## Available records
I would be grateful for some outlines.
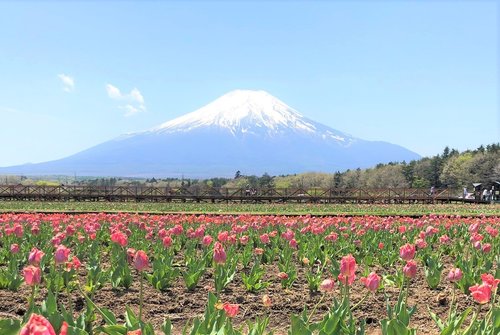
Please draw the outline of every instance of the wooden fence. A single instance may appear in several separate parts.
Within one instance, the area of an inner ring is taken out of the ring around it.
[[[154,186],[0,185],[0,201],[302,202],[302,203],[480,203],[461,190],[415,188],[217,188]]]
* * *
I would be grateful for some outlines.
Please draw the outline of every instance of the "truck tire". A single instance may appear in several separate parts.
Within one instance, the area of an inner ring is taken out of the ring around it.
* * *
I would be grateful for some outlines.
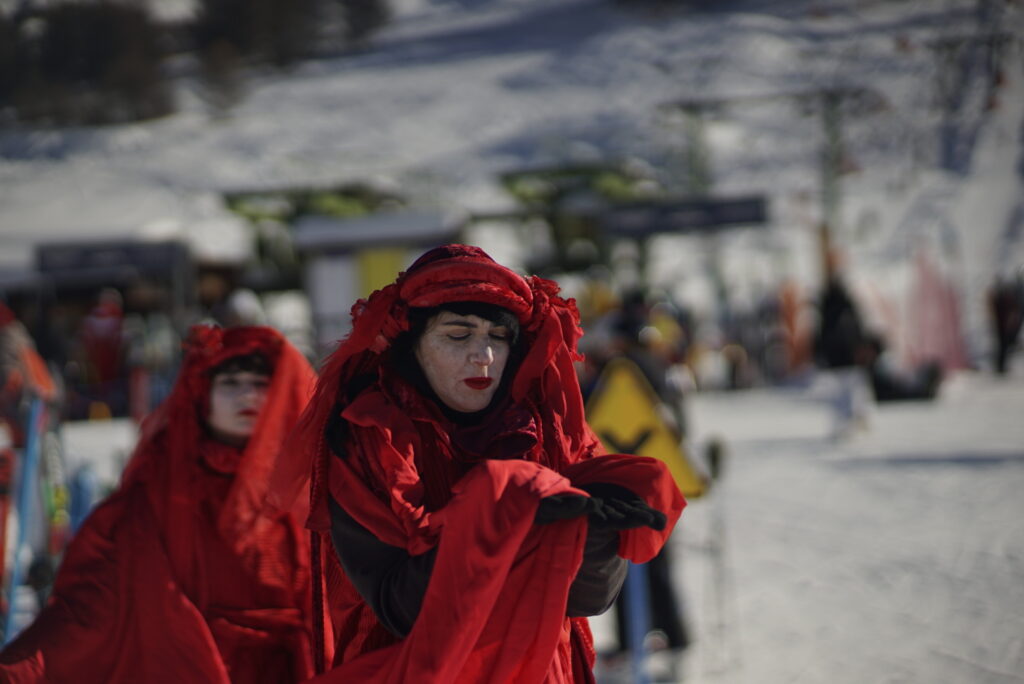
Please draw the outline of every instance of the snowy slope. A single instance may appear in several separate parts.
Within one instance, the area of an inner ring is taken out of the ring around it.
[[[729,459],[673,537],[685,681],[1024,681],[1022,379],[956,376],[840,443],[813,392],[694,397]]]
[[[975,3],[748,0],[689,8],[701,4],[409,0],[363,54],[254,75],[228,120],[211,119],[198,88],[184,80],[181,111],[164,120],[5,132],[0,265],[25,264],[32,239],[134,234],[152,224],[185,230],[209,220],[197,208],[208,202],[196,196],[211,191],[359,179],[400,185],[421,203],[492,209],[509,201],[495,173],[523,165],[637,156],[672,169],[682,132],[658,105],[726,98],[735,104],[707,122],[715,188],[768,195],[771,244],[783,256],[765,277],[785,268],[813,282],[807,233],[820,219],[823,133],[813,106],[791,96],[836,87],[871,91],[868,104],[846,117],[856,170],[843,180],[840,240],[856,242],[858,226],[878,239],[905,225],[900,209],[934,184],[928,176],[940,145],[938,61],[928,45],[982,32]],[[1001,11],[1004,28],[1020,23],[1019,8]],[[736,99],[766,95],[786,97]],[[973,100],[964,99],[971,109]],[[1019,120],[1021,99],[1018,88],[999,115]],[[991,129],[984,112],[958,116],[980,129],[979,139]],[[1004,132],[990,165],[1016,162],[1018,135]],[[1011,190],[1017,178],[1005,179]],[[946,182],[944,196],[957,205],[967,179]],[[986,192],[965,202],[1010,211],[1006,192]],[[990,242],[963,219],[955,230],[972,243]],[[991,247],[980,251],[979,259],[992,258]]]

## The problem
Scan the listing above and copy all lines containing the word "Please".

## Answer area
Please draw the outline of every instance of the wooden fence. A single instance may appear in several separate parts.
Please draw the outline of every instance of the "truck tire". A single instance may appear in several separate parts.
Please draw the outline of every instance of the snowy slope. A single instance may appear in several separate parts.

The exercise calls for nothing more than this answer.